- [ACTION ITEM]
Lines before the one with "of the bridge" are left out; return that line and all that follow it, exactly, through the end of the data.

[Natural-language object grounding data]
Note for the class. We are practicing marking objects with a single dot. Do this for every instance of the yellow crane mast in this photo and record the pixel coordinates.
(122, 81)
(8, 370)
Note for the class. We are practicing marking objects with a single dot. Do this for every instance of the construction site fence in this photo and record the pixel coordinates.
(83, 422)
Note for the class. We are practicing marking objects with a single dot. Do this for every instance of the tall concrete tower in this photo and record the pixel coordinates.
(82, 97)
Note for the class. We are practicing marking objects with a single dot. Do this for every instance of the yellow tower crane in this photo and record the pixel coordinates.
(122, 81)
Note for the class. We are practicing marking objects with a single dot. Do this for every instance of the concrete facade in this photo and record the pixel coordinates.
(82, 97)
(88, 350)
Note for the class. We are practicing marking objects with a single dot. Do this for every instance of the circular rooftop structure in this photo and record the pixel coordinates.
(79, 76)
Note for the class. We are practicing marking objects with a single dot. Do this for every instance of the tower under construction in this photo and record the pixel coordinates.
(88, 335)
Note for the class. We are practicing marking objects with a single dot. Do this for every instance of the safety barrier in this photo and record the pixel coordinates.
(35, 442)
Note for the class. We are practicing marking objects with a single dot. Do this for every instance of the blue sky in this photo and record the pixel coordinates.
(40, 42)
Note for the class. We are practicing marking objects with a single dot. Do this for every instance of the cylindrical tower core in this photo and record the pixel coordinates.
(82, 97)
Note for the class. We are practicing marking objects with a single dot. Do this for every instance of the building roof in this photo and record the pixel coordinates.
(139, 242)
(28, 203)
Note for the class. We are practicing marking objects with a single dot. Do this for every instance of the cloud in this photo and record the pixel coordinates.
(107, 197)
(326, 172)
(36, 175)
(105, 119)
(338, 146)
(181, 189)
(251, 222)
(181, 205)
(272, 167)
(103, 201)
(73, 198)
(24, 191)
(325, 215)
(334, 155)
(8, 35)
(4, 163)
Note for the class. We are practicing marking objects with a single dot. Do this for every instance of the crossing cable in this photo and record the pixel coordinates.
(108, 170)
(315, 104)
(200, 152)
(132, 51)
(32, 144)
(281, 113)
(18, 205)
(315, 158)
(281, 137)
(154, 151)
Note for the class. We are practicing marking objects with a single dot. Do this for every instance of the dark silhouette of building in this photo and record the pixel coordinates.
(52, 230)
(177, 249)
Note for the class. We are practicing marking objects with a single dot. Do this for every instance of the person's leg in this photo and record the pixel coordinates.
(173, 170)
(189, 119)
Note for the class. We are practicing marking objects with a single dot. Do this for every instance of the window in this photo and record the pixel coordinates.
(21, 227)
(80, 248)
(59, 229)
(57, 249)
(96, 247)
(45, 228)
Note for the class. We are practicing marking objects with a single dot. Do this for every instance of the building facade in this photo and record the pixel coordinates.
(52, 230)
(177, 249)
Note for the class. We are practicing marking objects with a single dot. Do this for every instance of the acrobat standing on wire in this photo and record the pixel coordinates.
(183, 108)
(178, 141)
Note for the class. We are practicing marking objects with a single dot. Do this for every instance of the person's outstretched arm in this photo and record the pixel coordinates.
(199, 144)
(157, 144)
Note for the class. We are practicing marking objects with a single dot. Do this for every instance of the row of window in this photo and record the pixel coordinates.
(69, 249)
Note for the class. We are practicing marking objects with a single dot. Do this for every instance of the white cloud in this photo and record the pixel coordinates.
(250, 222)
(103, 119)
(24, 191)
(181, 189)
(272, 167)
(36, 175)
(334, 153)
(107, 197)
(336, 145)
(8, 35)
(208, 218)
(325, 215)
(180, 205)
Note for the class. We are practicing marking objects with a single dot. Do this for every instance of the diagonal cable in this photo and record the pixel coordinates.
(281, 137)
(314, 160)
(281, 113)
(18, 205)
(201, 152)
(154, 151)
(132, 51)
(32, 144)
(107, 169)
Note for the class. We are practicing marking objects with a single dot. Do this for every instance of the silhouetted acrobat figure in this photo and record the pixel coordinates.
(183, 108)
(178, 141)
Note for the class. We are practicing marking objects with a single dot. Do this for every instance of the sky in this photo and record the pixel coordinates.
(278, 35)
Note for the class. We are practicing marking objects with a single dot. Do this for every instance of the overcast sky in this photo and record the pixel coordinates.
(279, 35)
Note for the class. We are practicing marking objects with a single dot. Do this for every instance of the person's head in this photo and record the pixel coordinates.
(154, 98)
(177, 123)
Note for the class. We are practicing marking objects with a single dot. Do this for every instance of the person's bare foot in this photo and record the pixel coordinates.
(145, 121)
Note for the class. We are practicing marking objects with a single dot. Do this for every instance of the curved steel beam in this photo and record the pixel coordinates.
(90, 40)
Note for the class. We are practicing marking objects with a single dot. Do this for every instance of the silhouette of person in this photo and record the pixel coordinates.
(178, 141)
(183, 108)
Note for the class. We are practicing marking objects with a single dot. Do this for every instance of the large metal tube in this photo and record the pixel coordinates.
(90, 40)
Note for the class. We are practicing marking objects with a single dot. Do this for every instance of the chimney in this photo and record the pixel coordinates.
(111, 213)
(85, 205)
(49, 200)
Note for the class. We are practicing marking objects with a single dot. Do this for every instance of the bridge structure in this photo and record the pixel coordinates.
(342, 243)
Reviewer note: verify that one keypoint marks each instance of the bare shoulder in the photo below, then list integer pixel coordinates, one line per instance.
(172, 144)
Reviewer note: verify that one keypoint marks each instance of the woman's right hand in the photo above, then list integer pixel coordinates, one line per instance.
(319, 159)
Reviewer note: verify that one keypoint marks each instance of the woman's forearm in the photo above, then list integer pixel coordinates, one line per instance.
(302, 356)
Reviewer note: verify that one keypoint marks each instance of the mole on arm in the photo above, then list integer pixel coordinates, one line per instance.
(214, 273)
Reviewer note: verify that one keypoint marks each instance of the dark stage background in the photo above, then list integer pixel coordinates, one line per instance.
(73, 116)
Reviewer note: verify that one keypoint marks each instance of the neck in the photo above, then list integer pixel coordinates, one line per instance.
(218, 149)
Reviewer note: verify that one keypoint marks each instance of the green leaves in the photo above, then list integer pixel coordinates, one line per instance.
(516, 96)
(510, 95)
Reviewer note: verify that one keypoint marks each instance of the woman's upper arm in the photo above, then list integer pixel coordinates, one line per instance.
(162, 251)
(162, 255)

- [WRITTEN ANSWER]
Note for the class. We are practicing marking objects with a single dot. Do this for every instance of the bridge structure in this photo and record the pixel coordinates.
(342, 243)
Reviewer note: verify that one keypoint marks each instance of the bare shoulder in the photo below, then list integer pixel coordinates, one line per instance.
(172, 144)
Reviewer note: verify that one keypoint marks each instance of the woman's right hand in the photo above, then list integer pixel coordinates, one line per instance.
(319, 159)
Reviewer note: verify that one keypoint marks each instance of the woman's forearm in the photo above, then list integer pixel coordinates, one line per instance.
(302, 356)
Reviewer note: verify that one keypoint marks each instance of the mole on arm in the photo above, then list integer pixel coordinates, one line per instance.
(214, 273)
Reviewer note: verify that one keypoint marks each instance of the dark stage background in the photo above, then list integer pixel coordinates, one line per instance.
(73, 116)
Reviewer note: verify that one keypoint marks each instance of the neck in the photo above, then list integer pixel coordinates, one line per instance.
(218, 149)
Reviewer note: verify that one keypoint marks each instance of the green leaves in the photo above, then list integer pixel coordinates, one line per instance.
(516, 96)
(510, 95)
Reviewer note: verify that one keypoint marks each instance of the woman's upper arm in the photo above, then list integer pixel coordinates, one line per instance.
(162, 251)
(162, 255)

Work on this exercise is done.